**What you will do**
Because the copy must hold no pictures, return the data below with all of its words intact.

* * * *

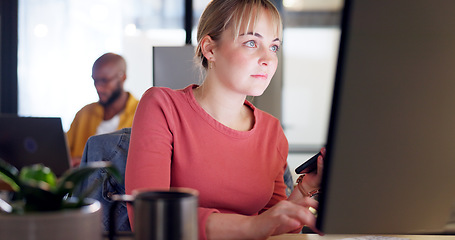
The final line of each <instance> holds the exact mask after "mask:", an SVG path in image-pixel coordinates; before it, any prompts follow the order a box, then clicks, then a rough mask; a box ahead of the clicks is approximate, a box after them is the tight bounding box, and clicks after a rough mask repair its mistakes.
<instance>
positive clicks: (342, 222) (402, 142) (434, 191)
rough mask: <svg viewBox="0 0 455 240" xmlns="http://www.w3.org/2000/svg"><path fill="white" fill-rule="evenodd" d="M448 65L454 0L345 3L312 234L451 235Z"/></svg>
mask: <svg viewBox="0 0 455 240" xmlns="http://www.w3.org/2000/svg"><path fill="white" fill-rule="evenodd" d="M454 64H455V1H453V0H346V1H345V6H344V9H343V16H342V31H341V42H340V51H339V56H338V63H337V70H336V76H335V85H334V95H333V104H332V109H331V116H330V124H329V131H328V137H327V146H326V147H327V155H326V158H325V162H324V172H323V180H322V186H321V190H322V191H321V194H320V196H319V201H320V205H319V209H318V216H317V227H318V228H319V229H320V230H322V232H324V233H327V234H447V233H454V232H455V231H454V228H453V227H450V225H453V223H454V222H455V216H454V215H453V213H454V210H455V65H454ZM451 223H452V224H451Z"/></svg>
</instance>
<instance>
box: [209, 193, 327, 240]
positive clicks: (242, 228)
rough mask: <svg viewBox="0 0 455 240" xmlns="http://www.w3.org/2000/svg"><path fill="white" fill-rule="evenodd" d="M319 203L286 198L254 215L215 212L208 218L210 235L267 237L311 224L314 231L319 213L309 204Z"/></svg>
mask: <svg viewBox="0 0 455 240" xmlns="http://www.w3.org/2000/svg"><path fill="white" fill-rule="evenodd" d="M317 205H318V203H317V202H316V201H315V200H314V199H311V198H309V197H305V198H300V199H298V200H296V201H293V202H291V201H287V200H283V201H280V202H279V203H277V204H276V205H274V206H273V207H272V208H270V209H268V210H267V211H265V212H263V213H261V214H259V215H255V216H245V215H240V214H225V213H212V214H211V215H210V216H209V217H208V219H207V222H206V234H207V239H267V238H268V237H269V236H272V235H279V234H284V233H290V232H298V231H300V230H301V228H302V227H303V226H308V227H309V228H311V229H312V230H313V231H314V232H319V231H318V230H317V229H316V228H315V223H316V217H315V216H314V215H313V213H311V211H310V210H309V207H313V208H315V209H316V208H317Z"/></svg>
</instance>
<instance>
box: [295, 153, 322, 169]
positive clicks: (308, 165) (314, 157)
mask: <svg viewBox="0 0 455 240" xmlns="http://www.w3.org/2000/svg"><path fill="white" fill-rule="evenodd" d="M320 155H321V152H318V153H317V154H316V155H314V156H312V157H311V158H310V159H308V160H307V161H306V162H304V163H303V164H302V165H300V166H298V167H297V168H296V169H295V173H297V174H302V173H310V172H313V171H316V170H317V168H318V157H319V156H320Z"/></svg>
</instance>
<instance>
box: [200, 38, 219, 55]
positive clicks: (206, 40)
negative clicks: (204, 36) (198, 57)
mask: <svg viewBox="0 0 455 240" xmlns="http://www.w3.org/2000/svg"><path fill="white" fill-rule="evenodd" d="M215 46H216V44H215V41H213V39H212V38H211V37H210V36H209V35H206V36H205V37H204V38H202V41H201V52H202V54H203V55H204V57H205V58H206V59H207V60H208V61H213V60H214V54H213V50H214V49H215Z"/></svg>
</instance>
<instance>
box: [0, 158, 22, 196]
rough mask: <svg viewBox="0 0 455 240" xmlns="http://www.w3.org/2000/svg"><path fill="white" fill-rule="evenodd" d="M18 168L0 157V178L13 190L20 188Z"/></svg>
mask: <svg viewBox="0 0 455 240" xmlns="http://www.w3.org/2000/svg"><path fill="white" fill-rule="evenodd" d="M18 175H19V170H17V168H16V167H14V166H13V165H11V164H9V163H7V162H5V161H4V160H3V159H0V179H1V180H3V181H4V182H6V183H7V184H8V185H9V186H10V187H11V188H12V189H13V190H14V191H15V192H18V191H19V190H20V186H21V183H20V180H19V178H18Z"/></svg>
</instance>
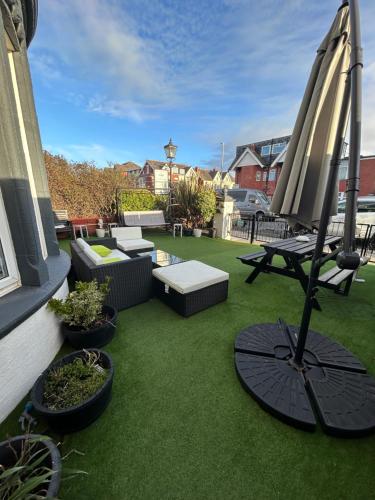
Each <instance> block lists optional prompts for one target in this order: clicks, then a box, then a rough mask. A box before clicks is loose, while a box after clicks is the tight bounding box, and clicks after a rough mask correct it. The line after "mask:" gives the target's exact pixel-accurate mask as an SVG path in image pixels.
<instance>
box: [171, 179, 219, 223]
mask: <svg viewBox="0 0 375 500" xmlns="http://www.w3.org/2000/svg"><path fill="white" fill-rule="evenodd" d="M174 198H175V203H176V207H175V215H176V217H179V218H180V219H182V220H183V221H184V223H185V225H186V226H187V227H189V228H191V227H201V226H203V225H204V224H206V223H207V222H210V221H211V219H212V217H213V216H214V215H215V212H216V195H215V191H214V190H213V189H211V188H207V187H204V186H201V185H200V184H198V183H197V182H180V183H178V184H177V185H176V186H175V187H174Z"/></svg>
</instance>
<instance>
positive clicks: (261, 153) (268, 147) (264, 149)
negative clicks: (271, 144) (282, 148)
mask: <svg viewBox="0 0 375 500" xmlns="http://www.w3.org/2000/svg"><path fill="white" fill-rule="evenodd" d="M270 153H271V146H270V144H268V145H267V146H262V149H261V150H260V154H261V156H268V155H269V154H270Z"/></svg>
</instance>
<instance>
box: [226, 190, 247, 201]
mask: <svg viewBox="0 0 375 500" xmlns="http://www.w3.org/2000/svg"><path fill="white" fill-rule="evenodd" d="M246 193H247V191H246V189H244V190H243V191H233V190H230V191H228V194H229V196H230V197H231V198H233V199H234V200H235V201H245V198H246Z"/></svg>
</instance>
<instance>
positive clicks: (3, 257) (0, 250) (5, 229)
mask: <svg viewBox="0 0 375 500" xmlns="http://www.w3.org/2000/svg"><path fill="white" fill-rule="evenodd" d="M20 285H21V282H20V278H19V274H18V268H17V262H16V256H15V253H14V248H13V242H12V237H11V235H10V230H9V225H8V219H7V215H6V212H5V207H4V204H3V198H2V196H1V191H0V296H2V295H5V294H6V293H9V292H11V291H12V290H14V289H15V288H17V287H19V286H20Z"/></svg>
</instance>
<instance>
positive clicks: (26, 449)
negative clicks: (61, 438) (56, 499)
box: [0, 434, 61, 500]
mask: <svg viewBox="0 0 375 500" xmlns="http://www.w3.org/2000/svg"><path fill="white" fill-rule="evenodd" d="M60 480H61V457H60V452H59V450H58V449H57V447H56V446H55V444H54V443H53V442H52V441H51V439H50V438H49V437H47V436H40V435H36V434H27V435H23V436H16V437H13V438H10V439H9V440H7V441H3V442H2V443H0V498H1V499H4V500H6V499H22V498H30V499H31V498H35V499H36V498H55V497H56V496H57V493H58V491H59V487H60Z"/></svg>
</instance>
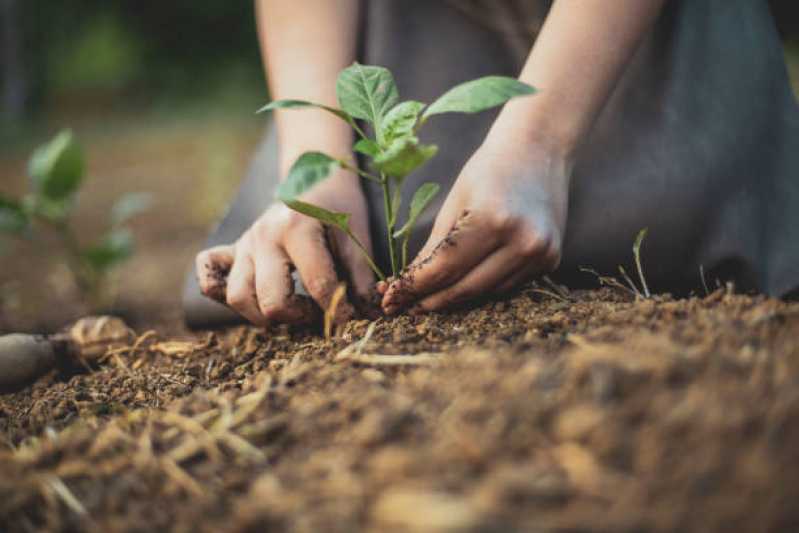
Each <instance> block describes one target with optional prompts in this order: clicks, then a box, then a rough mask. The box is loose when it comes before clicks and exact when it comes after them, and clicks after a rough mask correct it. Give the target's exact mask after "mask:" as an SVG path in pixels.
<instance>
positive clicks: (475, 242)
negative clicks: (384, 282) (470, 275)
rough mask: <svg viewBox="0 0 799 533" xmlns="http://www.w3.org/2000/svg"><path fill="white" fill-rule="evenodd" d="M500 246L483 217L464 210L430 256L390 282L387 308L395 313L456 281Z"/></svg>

* * * *

**Answer space**
The final line of each <instance> holds the exact mask after "mask:", an SVG path in image-pixel coordinates; before it, any prompts follow the order a box, then clicks, then a rough mask; a box ahead of the clicks is approximate, a box after them is the tight bounding box, and clicks after a rough mask repair its mistakes.
<instance>
positive clicks: (342, 222) (402, 142) (434, 191)
rough mask: <svg viewBox="0 0 455 240" xmlns="http://www.w3.org/2000/svg"><path fill="white" fill-rule="evenodd" d="M448 65L454 0L345 3L312 234L451 235Z"/></svg>
mask: <svg viewBox="0 0 455 240" xmlns="http://www.w3.org/2000/svg"><path fill="white" fill-rule="evenodd" d="M454 64H455V1H453V0H346V1H345V6H344V9H343V16H342V31H341V42H340V51H339V56H338V63H337V70H336V76H335V85H334V95H333V104H332V109H331V116H330V124H329V131H328V137H327V146H326V147H327V155H326V158H325V162H324V172H323V180H322V186H321V190H322V191H321V194H320V196H319V201H320V205H319V209H318V216H317V227H318V228H319V229H320V230H322V232H324V233H327V234H447V233H454V232H455V231H454V228H453V227H450V225H453V223H454V222H455V216H454V215H453V213H454V210H455V65H454ZM451 223H452V224H451Z"/></svg>
</instance>
<instance>
box: [209, 193, 327, 240]
positive clicks: (242, 228)
rough mask: <svg viewBox="0 0 455 240" xmlns="http://www.w3.org/2000/svg"><path fill="white" fill-rule="evenodd" d="M319 203L286 198L254 215L215 212L208 218L210 235L267 237L311 224L314 231L319 213L309 204Z"/></svg>
mask: <svg viewBox="0 0 455 240" xmlns="http://www.w3.org/2000/svg"><path fill="white" fill-rule="evenodd" d="M317 205H318V203H317V202H316V201H315V200H314V199H311V198H309V197H305V198H300V199H298V200H296V201H293V202H291V201H287V200H283V201H280V202H279V203H277V204H276V205H274V206H273V207H272V208H270V209H268V210H267V211H265V212H263V213H261V214H259V215H255V216H245V215H240V214H225V213H212V214H211V215H210V216H209V217H208V219H207V222H206V234H207V239H267V238H268V237H269V236H272V235H279V234H284V233H290V232H298V231H300V230H301V228H302V227H303V226H308V227H309V228H311V229H312V230H313V231H314V232H319V231H318V230H317V229H316V228H315V223H316V217H315V216H314V215H313V213H311V211H310V210H309V207H313V208H315V209H316V208H317Z"/></svg>
</instance>
<instance>
box: [295, 153, 322, 169]
positive clicks: (308, 165) (314, 157)
mask: <svg viewBox="0 0 455 240" xmlns="http://www.w3.org/2000/svg"><path fill="white" fill-rule="evenodd" d="M320 155H321V152H318V153H317V154H316V155H314V156H312V157H311V158H310V159H308V160H307V161H306V162H304V163H303V164H302V165H300V166H298V167H297V168H296V169H295V173H297V174H302V173H310V172H313V171H316V170H317V168H318V157H319V156H320Z"/></svg>
</instance>
<instance>
box: [200, 38, 219, 55]
positive clicks: (206, 40)
negative clicks: (204, 36) (198, 57)
mask: <svg viewBox="0 0 455 240" xmlns="http://www.w3.org/2000/svg"><path fill="white" fill-rule="evenodd" d="M215 46H216V44H215V41H213V39H212V38H211V37H210V36H209V35H206V36H205V37H204V38H202V41H201V52H202V54H203V55H204V57H205V58H206V59H207V60H208V61H213V60H214V54H213V50H214V49H215Z"/></svg>
</instance>
<instance>
box: [0, 158, 22, 196]
rough mask: <svg viewBox="0 0 455 240" xmlns="http://www.w3.org/2000/svg"><path fill="white" fill-rule="evenodd" d="M18 168L0 157V178L13 190L20 188Z"/></svg>
mask: <svg viewBox="0 0 455 240" xmlns="http://www.w3.org/2000/svg"><path fill="white" fill-rule="evenodd" d="M18 175H19V170H17V168H16V167H14V166H13V165H11V164H9V163H7V162H5V161H4V160H3V159H0V179H1V180H3V181H4V182H6V183H7V184H8V185H9V186H10V187H11V188H12V189H13V190H14V191H15V192H18V191H19V190H20V186H21V183H20V180H19V178H18Z"/></svg>
</instance>
Each <instance> block lists optional prompts for one target in this order: clicks, then a box, then a rough mask. A box before clicks is loose, while a box after clicks is the tight bounding box, and clicks after a rough mask correct it. The line after "mask:" gives the target's exact pixel-accurate mask as an SVG path in image pixels.
<instance>
box: [171, 179, 219, 223]
mask: <svg viewBox="0 0 375 500" xmlns="http://www.w3.org/2000/svg"><path fill="white" fill-rule="evenodd" d="M174 198H175V203H176V207H175V215H176V217H179V218H180V219H182V220H183V221H184V223H185V225H186V226H187V227H189V228H191V227H201V226H203V225H204V224H206V223H207V222H210V221H211V219H212V217H213V216H214V215H215V212H216V195H215V191H214V190H213V189H211V188H207V187H204V186H201V185H200V184H198V183H197V182H180V183H178V184H177V185H176V186H175V187H174Z"/></svg>
</instance>
<instance>
positive clicks: (261, 153) (268, 147) (264, 149)
negative clicks: (271, 144) (282, 148)
mask: <svg viewBox="0 0 375 500" xmlns="http://www.w3.org/2000/svg"><path fill="white" fill-rule="evenodd" d="M270 153H271V146H270V144H268V145H267V146H262V149H261V150H260V154H261V156H268V155H269V154H270Z"/></svg>
</instance>
<instance>
box: [226, 190, 247, 201]
mask: <svg viewBox="0 0 375 500" xmlns="http://www.w3.org/2000/svg"><path fill="white" fill-rule="evenodd" d="M246 193H247V191H246V189H244V190H243V191H233V190H230V191H228V194H229V196H230V197H231V198H233V199H234V200H235V201H245V198H246Z"/></svg>
</instance>
<instance>
positive clicks: (3, 257) (0, 250) (5, 229)
mask: <svg viewBox="0 0 375 500" xmlns="http://www.w3.org/2000/svg"><path fill="white" fill-rule="evenodd" d="M20 285H21V282H20V278H19V274H18V268H17V262H16V256H15V253H14V248H13V242H12V237H11V235H10V230H9V225H8V219H7V215H6V212H5V207H4V204H3V198H2V196H1V191H0V296H2V295H5V294H6V293H9V292H11V291H12V290H14V289H15V288H17V287H19V286H20Z"/></svg>
</instance>
<instance>
positive clicks: (26, 449)
negative clicks: (61, 438) (56, 499)
box: [0, 434, 61, 500]
mask: <svg viewBox="0 0 375 500" xmlns="http://www.w3.org/2000/svg"><path fill="white" fill-rule="evenodd" d="M60 480H61V457H60V452H59V450H58V449H57V447H56V446H55V444H54V443H53V442H52V441H51V439H50V438H49V437H47V436H40V435H36V434H27V435H23V436H16V437H13V438H10V439H9V440H7V441H3V442H2V443H0V498H1V499H4V500H6V499H22V498H30V499H31V498H35V499H36V498H55V497H56V496H57V493H58V491H59V487H60Z"/></svg>
</instance>
Each <instance> block describes one target with optional prompts in this order: clicks, then a box, then a rough mask. The box is loose when it comes before clicks and exact when it comes after them, and clicks after a rough mask correct it. Give the target's exact mask after "mask:" as an SVG path in pixels.
<instance>
positive clicks: (475, 242)
negative clicks: (384, 282) (470, 275)
rough mask: <svg viewBox="0 0 799 533" xmlns="http://www.w3.org/2000/svg"><path fill="white" fill-rule="evenodd" d="M500 246L483 217L464 210L430 256L390 282L387 308L395 313L456 281Z"/></svg>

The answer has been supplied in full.